• _Отрывок для чтения_:
______________________________
Совсем не трудно. Я бы советовала при помощи поводка корректировать неверную ОП через линию живота и сразу премировать за верную через линию плеча. :Ab:  Каким образом выполнять подтверждение - не столь важно, можно и на корме. На корме вообще очень много что можно, как оказалось.)))

PS.Кстати, у ротвейлеров обычно такой проблемы не наблюдается... может их строение позволяет заглядывать в глаза и идти достаточно корректно рядом.

----------


## Gesund

> при помощи поводка корректировать неверную ОП


То есть можно не "брезгать" применять корректировку поводком (легкие рывки) при начальной работе со щенком? Почему спрашиваю, так как много слышал и читал о негативе в использовании поводка при начальном обучении.

----------


## Tatjana

> То есть можно не "брезгать" применять корректировку поводком (легкие рывки) при начальной работе со щенком? Почему спрашиваю, так как много слышал и читал о негативе в использовании поводка при начальном обучении.


Я не имела ввиду работу со щенком! Со щенками предлагаю метод наведения. Это если щенку 4 месяца. 
Если рассматривать работу таких проводников, как Мия Скогстер или Иван Балабанов, то им вряд ли вообще потребуется коррекция поводком для активизирования социального инстинкта ( у таких асов приоритеты расставляются сразу , с первых моментов сознательного общения со щенком через язык тела и поддерживаются на протяжении всего обучения), но я так понимаю, что этот форум они не читают.))) Поэтому 7-9 месячному щенку полезно показать, что внимание - это его рабочее состояние, а не игра. :Ab:

----------


## Staffik

Здравствуйте Татьяна. У меня Цвергшнауцер. При хождении рядом ориентируется на правую ногу. Если заставляю смотреть на линию лица ,то из за маленького роста при остановках, садится некоректно. Т.есть садится правильно,но отклоняет плечо и голову в сторону,что бы видеть лицо. И получается что попало. Приучаю его смотреть на уровень пояса, но при хождении рядом,наверное из за размера,ему удобно ориентироваться на правую ногу. Левые повороты на месте делает хорошо, а в движении нет четкости левого поворота. Подскажите как с этим справиться? И еще. Как дать знать собаке, что сейчас будет-поворот или остановка. С остановкой тоже проблемы.
______________________________
• _Записи с разметкой областей_:
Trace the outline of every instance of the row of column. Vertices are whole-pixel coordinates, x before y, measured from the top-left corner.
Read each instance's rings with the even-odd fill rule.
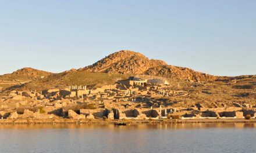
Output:
[[[69,89],[77,89],[77,90],[86,90],[86,86],[77,86],[77,85],[72,85],[69,86]]]

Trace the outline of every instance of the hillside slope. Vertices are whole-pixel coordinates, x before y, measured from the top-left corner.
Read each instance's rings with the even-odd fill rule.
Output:
[[[119,74],[144,74],[195,81],[215,80],[219,77],[187,68],[168,65],[165,61],[150,60],[140,53],[121,50],[82,69],[89,72]]]

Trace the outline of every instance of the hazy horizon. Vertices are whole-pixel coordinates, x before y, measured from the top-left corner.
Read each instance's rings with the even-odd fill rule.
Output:
[[[256,74],[255,1],[3,1],[0,75],[93,64],[121,50],[214,75]]]

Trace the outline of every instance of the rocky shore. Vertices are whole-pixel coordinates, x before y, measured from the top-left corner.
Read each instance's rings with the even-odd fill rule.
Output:
[[[256,123],[256,119],[129,119],[129,120],[101,120],[101,119],[0,119],[0,125],[19,124],[114,124],[115,123],[125,123],[127,125],[133,124],[176,124],[176,123]]]

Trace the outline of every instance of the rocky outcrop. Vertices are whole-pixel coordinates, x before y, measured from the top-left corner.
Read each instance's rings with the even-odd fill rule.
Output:
[[[130,50],[122,50],[111,54],[81,70],[110,74],[144,74],[195,81],[219,78],[190,68],[168,65],[165,61],[150,60],[141,53]]]
[[[142,74],[150,68],[162,65],[167,65],[167,64],[161,60],[150,60],[139,53],[122,50],[110,54],[84,70],[111,74]]]

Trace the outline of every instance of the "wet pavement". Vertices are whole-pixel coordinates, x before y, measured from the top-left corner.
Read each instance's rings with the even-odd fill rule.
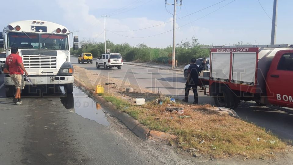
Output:
[[[76,113],[99,124],[106,126],[110,125],[104,112],[105,110],[101,105],[80,89],[74,86],[72,94],[66,95],[63,93],[64,97],[60,97],[61,102],[70,112]]]
[[[0,164],[171,163],[158,159],[161,153],[77,88],[72,94],[62,88],[40,96],[24,93],[20,105],[5,98],[3,88]]]

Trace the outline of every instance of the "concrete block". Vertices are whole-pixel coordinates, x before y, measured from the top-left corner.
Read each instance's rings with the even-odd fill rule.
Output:
[[[145,103],[146,99],[143,98],[135,99],[135,103],[136,105],[141,105]]]

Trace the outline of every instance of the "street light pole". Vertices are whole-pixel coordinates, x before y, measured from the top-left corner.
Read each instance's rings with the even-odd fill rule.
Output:
[[[110,17],[110,16],[107,15],[104,15],[103,16],[101,15],[101,16],[105,17],[105,31],[104,32],[105,33],[105,53],[107,53],[107,46],[106,43],[106,17]]]
[[[273,20],[272,22],[272,34],[271,36],[271,45],[276,44],[276,33],[277,28],[277,13],[278,10],[278,0],[274,0],[274,7],[273,11]]]
[[[176,47],[176,42],[175,42],[175,31],[176,30],[176,6],[177,5],[182,6],[182,0],[180,0],[180,4],[178,4],[177,2],[178,0],[174,0],[174,4],[169,4],[168,3],[168,0],[165,0],[165,3],[166,5],[174,5],[174,11],[173,13],[173,47],[172,51],[172,68],[175,68],[175,49]]]

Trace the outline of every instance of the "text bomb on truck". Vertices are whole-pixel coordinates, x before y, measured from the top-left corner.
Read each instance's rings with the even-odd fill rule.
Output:
[[[65,27],[39,20],[24,20],[9,24],[0,32],[0,47],[6,50],[18,48],[19,55],[34,85],[45,89],[63,86],[71,93],[74,78],[70,62],[70,32]],[[78,49],[78,37],[73,36],[74,49]],[[6,95],[14,94],[14,83],[6,73],[4,78]],[[29,84],[25,81],[26,87]]]
[[[211,50],[210,72],[199,83],[217,106],[235,108],[241,101],[254,101],[293,112],[281,108],[293,108],[293,45],[204,48]]]

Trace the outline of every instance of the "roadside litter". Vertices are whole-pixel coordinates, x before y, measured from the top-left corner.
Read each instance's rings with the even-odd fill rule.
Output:
[[[135,99],[135,102],[136,105],[141,105],[145,104],[146,99],[144,98]]]

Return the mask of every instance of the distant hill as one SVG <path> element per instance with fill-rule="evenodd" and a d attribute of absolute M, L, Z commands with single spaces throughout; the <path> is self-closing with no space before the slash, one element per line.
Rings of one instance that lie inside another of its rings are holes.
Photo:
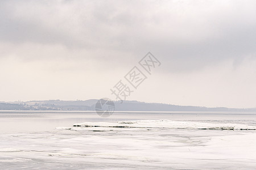
<path fill-rule="evenodd" d="M 0 102 L 0 110 L 95 110 L 97 99 L 76 101 L 50 100 L 19 102 Z M 194 112 L 256 112 L 256 108 L 236 109 L 224 107 L 207 108 L 181 106 L 162 103 L 125 101 L 114 101 L 117 111 L 194 111 Z"/>

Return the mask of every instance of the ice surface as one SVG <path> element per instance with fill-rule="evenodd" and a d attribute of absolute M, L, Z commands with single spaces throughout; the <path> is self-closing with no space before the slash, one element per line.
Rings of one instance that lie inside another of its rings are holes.
<path fill-rule="evenodd" d="M 256 126 L 242 124 L 175 121 L 169 120 L 124 121 L 119 121 L 117 123 L 86 122 L 75 124 L 73 125 L 73 126 L 214 130 L 256 130 Z"/>

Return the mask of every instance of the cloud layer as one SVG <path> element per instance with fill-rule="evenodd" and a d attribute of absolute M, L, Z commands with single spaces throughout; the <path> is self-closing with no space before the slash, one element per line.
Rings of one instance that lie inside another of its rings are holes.
<path fill-rule="evenodd" d="M 0 100 L 109 96 L 150 51 L 162 65 L 129 99 L 256 107 L 255 16 L 255 1 L 2 1 Z"/>

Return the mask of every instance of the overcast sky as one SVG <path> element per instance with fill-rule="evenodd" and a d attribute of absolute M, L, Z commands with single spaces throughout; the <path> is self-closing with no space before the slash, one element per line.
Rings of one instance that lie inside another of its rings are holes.
<path fill-rule="evenodd" d="M 151 52 L 127 100 L 256 107 L 255 45 L 256 1 L 1 1 L 0 101 L 115 99 Z"/>

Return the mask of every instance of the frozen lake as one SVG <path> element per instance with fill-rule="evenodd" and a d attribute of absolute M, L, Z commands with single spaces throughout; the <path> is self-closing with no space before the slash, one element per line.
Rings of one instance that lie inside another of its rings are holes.
<path fill-rule="evenodd" d="M 256 113 L 0 111 L 0 167 L 254 169 L 256 130 L 198 129 L 233 125 Z"/>

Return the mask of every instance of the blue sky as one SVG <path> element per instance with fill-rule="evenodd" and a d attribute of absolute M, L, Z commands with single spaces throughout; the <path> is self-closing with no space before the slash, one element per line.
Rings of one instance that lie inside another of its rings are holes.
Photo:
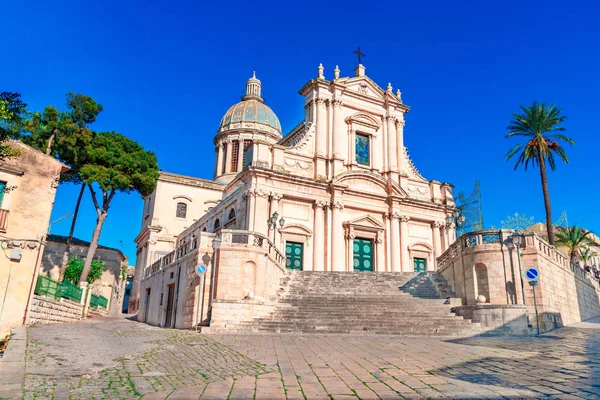
<path fill-rule="evenodd" d="M 253 70 L 284 131 L 303 116 L 298 90 L 319 63 L 352 74 L 357 35 L 367 75 L 410 105 L 405 144 L 427 179 L 471 191 L 481 180 L 486 226 L 515 212 L 545 218 L 537 170 L 503 160 L 511 113 L 555 102 L 568 119 L 571 163 L 550 173 L 554 218 L 600 232 L 600 4 L 597 2 L 7 1 L 0 90 L 32 110 L 67 91 L 104 105 L 93 128 L 157 153 L 162 170 L 211 178 L 212 138 Z M 468 193 L 467 193 L 468 194 Z M 52 220 L 72 212 L 61 186 Z M 89 240 L 86 193 L 76 236 Z M 135 261 L 142 201 L 118 195 L 100 242 Z M 70 220 L 52 226 L 67 234 Z"/>

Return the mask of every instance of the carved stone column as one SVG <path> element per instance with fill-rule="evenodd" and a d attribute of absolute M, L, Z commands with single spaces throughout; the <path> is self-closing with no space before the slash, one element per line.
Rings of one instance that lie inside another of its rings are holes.
<path fill-rule="evenodd" d="M 383 157 L 383 136 L 381 132 L 377 132 L 371 136 L 371 154 L 373 155 L 372 168 L 377 172 L 381 171 Z"/>
<path fill-rule="evenodd" d="M 227 157 L 225 159 L 225 173 L 228 174 L 231 171 L 231 157 L 233 156 L 233 142 L 227 140 Z"/>
<path fill-rule="evenodd" d="M 391 238 L 391 228 L 390 228 L 390 214 L 383 214 L 383 225 L 385 228 L 385 263 L 386 263 L 386 272 L 390 272 L 392 270 L 392 238 Z"/>
<path fill-rule="evenodd" d="M 346 252 L 344 250 L 344 229 L 342 227 L 342 210 L 344 204 L 336 201 L 331 205 L 331 270 L 345 271 Z"/>
<path fill-rule="evenodd" d="M 406 166 L 404 165 L 404 120 L 396 120 L 396 147 L 398 171 L 404 171 Z"/>
<path fill-rule="evenodd" d="M 223 171 L 223 143 L 217 145 L 217 165 L 215 167 L 215 177 L 221 175 Z"/>
<path fill-rule="evenodd" d="M 439 221 L 433 221 L 431 223 L 431 229 L 433 234 L 433 268 L 431 271 L 437 270 L 437 258 L 442 255 L 442 244 L 440 228 L 443 224 Z M 427 268 L 429 270 L 429 268 Z"/>
<path fill-rule="evenodd" d="M 316 98 L 316 133 L 315 133 L 315 178 L 327 178 L 327 107 L 325 99 Z"/>
<path fill-rule="evenodd" d="M 281 200 L 283 196 L 280 193 L 271 193 L 270 196 L 270 201 L 271 201 L 271 207 L 270 207 L 270 213 L 269 213 L 269 218 L 271 218 L 271 215 L 273 215 L 273 213 L 275 211 L 277 211 L 277 214 L 280 214 L 279 216 L 281 217 L 281 212 L 279 211 L 279 200 Z"/>
<path fill-rule="evenodd" d="M 410 218 L 406 215 L 400 217 L 400 255 L 402 257 L 402 272 L 410 272 L 414 268 L 410 265 L 408 254 L 408 221 Z"/>
<path fill-rule="evenodd" d="M 316 151 L 318 156 L 325 156 L 327 154 L 327 109 L 325 108 L 325 99 L 316 98 L 315 103 L 317 106 Z"/>
<path fill-rule="evenodd" d="M 391 271 L 392 272 L 400 272 L 400 234 L 399 234 L 399 224 L 398 219 L 400 215 L 397 212 L 390 213 L 390 230 L 391 230 L 391 250 L 392 250 L 392 262 L 391 262 Z"/>
<path fill-rule="evenodd" d="M 238 170 L 235 172 L 239 172 L 244 169 L 244 139 L 240 139 L 240 144 L 238 148 Z"/>
<path fill-rule="evenodd" d="M 396 161 L 396 152 L 398 151 L 398 148 L 396 147 L 396 125 L 395 125 L 395 121 L 396 119 L 391 116 L 388 115 L 387 117 L 385 117 L 385 121 L 387 123 L 387 136 L 388 136 L 388 143 L 387 143 L 387 154 L 388 154 L 388 165 L 387 165 L 387 170 L 388 171 L 396 171 L 398 169 L 398 164 Z"/>
<path fill-rule="evenodd" d="M 325 271 L 325 208 L 327 202 L 317 200 L 313 204 L 315 209 L 315 224 L 314 224 L 314 246 L 313 246 L 313 271 Z"/>
<path fill-rule="evenodd" d="M 385 272 L 385 244 L 384 244 L 384 232 L 377 232 L 377 239 L 375 239 L 375 271 Z"/>

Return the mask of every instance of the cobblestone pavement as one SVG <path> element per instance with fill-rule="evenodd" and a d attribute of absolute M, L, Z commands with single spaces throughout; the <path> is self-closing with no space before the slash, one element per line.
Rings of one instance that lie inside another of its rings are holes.
<path fill-rule="evenodd" d="M 600 399 L 599 352 L 600 319 L 468 339 L 210 335 L 107 319 L 29 328 L 24 398 Z"/>

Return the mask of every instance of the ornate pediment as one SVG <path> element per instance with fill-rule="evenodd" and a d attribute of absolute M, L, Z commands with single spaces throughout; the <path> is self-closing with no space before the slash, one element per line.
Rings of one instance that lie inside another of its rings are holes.
<path fill-rule="evenodd" d="M 384 229 L 383 224 L 381 222 L 379 222 L 379 220 L 372 215 L 365 215 L 360 218 L 356 218 L 352 221 L 346 222 L 344 225 L 360 227 L 361 229 L 375 230 L 375 231 Z"/>

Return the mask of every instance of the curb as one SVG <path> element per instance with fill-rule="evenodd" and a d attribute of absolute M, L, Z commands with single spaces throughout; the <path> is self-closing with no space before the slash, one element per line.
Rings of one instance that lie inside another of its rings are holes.
<path fill-rule="evenodd" d="M 21 398 L 25 382 L 27 327 L 13 330 L 4 356 L 0 358 L 0 399 Z"/>

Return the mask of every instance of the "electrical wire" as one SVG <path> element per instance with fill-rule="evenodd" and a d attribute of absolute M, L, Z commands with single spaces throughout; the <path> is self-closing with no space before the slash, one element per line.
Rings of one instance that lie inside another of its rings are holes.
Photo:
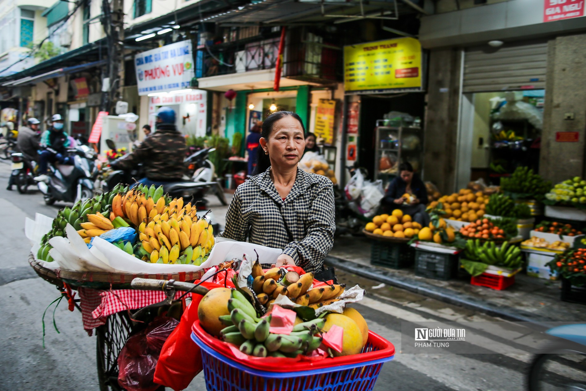
<path fill-rule="evenodd" d="M 79 3 L 77 3 L 77 4 L 76 5 L 75 8 L 73 9 L 73 11 L 72 11 L 71 12 L 71 13 L 68 14 L 65 17 L 65 19 L 64 19 L 62 22 L 59 22 L 60 24 L 59 25 L 59 27 L 57 27 L 57 28 L 56 28 L 55 30 L 52 33 L 49 34 L 49 35 L 47 35 L 47 36 L 46 36 L 45 38 L 43 38 L 43 40 L 42 40 L 39 43 L 38 47 L 37 47 L 36 51 L 35 50 L 35 49 L 32 49 L 30 50 L 30 52 L 29 52 L 29 54 L 27 55 L 25 57 L 22 57 L 22 59 L 21 59 L 18 61 L 17 61 L 17 62 L 16 62 L 15 63 L 13 63 L 12 64 L 11 64 L 10 65 L 9 65 L 6 68 L 4 68 L 2 70 L 0 70 L 0 73 L 2 73 L 2 72 L 4 72 L 5 71 L 10 69 L 11 67 L 12 67 L 13 66 L 16 65 L 18 63 L 22 62 L 24 61 L 25 60 L 26 60 L 26 59 L 30 57 L 31 56 L 33 56 L 33 55 L 36 54 L 37 52 L 38 52 L 39 50 L 40 50 L 40 47 L 41 47 L 41 46 L 43 46 L 43 43 L 45 42 L 45 41 L 47 40 L 47 39 L 49 39 L 49 38 L 50 38 L 53 35 L 54 35 L 54 33 L 56 32 L 57 32 L 57 30 L 59 30 L 62 26 L 63 26 L 63 25 L 65 24 L 65 22 L 67 22 L 67 20 L 69 20 L 70 18 L 71 18 L 72 16 L 73 16 L 73 15 L 77 11 L 77 10 L 79 9 L 79 8 L 80 6 L 81 6 L 81 5 L 83 5 L 84 3 L 85 3 L 85 2 L 83 2 L 83 1 L 80 1 Z"/>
______________________________
• _Задание 1_:
Ответьте по отрывку о дрессировке собак:
(a) У собак какой породы, по словам Tatjana, такой проблемы обычно не наблюдается?
(b) Какой метод Tatjana предлагает для работы со щенками?
(c) Какой породы собака у участника Staffik?
• _Задание 2_:
Пожалуйста, допишите продолжение отрывка о дрессировке собак, начиная сразу после его последнего предложения.
Записи здесь не используются.

• _Ответ 1_:
(a) У ротвейлеров.
(b) Метод наведения.
(c) Цвергшнауцер.

• _Ответ 2_:
----------


## Tatjana

> Здравствуйте Татьяна. У меня Цвергшнауцер. При хождении рядом ориентируется на правую ногу. Если заставляю смотреть на линию лица ,то из за маленького роста при остановках, садится некоректно. Т.есть садится правильно,но отклоняет плечо и голову в сторону,что бы видеть лицо. И получается что попало. Приучаю его смотреть на уровень пояса, но при хождении рядом,наверное из за размера,ему удобно ориентироваться на правую ногу. Левые повороты на месте делает хорошо, а в движении нет четкости левого поворота. Подскажите как с этим справиться? И еще. Как дать знать собаке, что сейчас будет-поворот или остановка. С остановкой тоже проблемы.


Cергей, здравствуйте!
С некрупной собакой надо подумать... Насколько я знаю, в обидиенсе, например, бордеров в движении рядом не ориентируют на глаза, скажем общее внимание к какой-то точке, которая не станет мешать корректности. Так что Ваше решение с вниманием к ноге вполне рационально.
Для левого поворота из  движения тоже есть специальные упражнения. Я дам ссылку на форум Мии Скогстер, у неё  в одном из роликов есть это упражнение: http://www.mecberger.com/mecberger/fivideot.htm
Только я сейчас не могу точно указать в каком. Посмотрите всё, может еще чего интересного для себя почерпнёте.
Остановку можно дать понять темпом, поворот налево разворотом головы влево, перед поворотом (это если собака следит за лицом). Но вообще-то лучше, если собака будет в напряжении, как раз ей ничего заранее не показывать. Это задача не из лёгких. Я бы даже сказала, что мне трудно предложить какие-то упражнения через требование на скорость посадки с такой маленькой собакой. У меня нет такого опыта... :Ah:  Сама я чаще всего со своими собаками скорость посадки вырабатываю на мотивации. При этом мой корпус собран и быстр в остановках - это тоже важно.

----------


## Gesund

Татьяна помнится где то слышал про комфортность состояния собаки в ФП и в ОП. Так вот...  Мне удается (на мой взгляд конечно) получить этот комфорт от собаки в ФП, будь то работа на кусок или игрушку. Собака сконцентрирована на мне, ждет продолжения, и с готовностью принимает ФП. 
И в тоже время все наоборот у нас в ОП'е - собаке явно не комфортно. Так или иначе после подкрепления желает выйти из игры, отвлекается, переключает внимание.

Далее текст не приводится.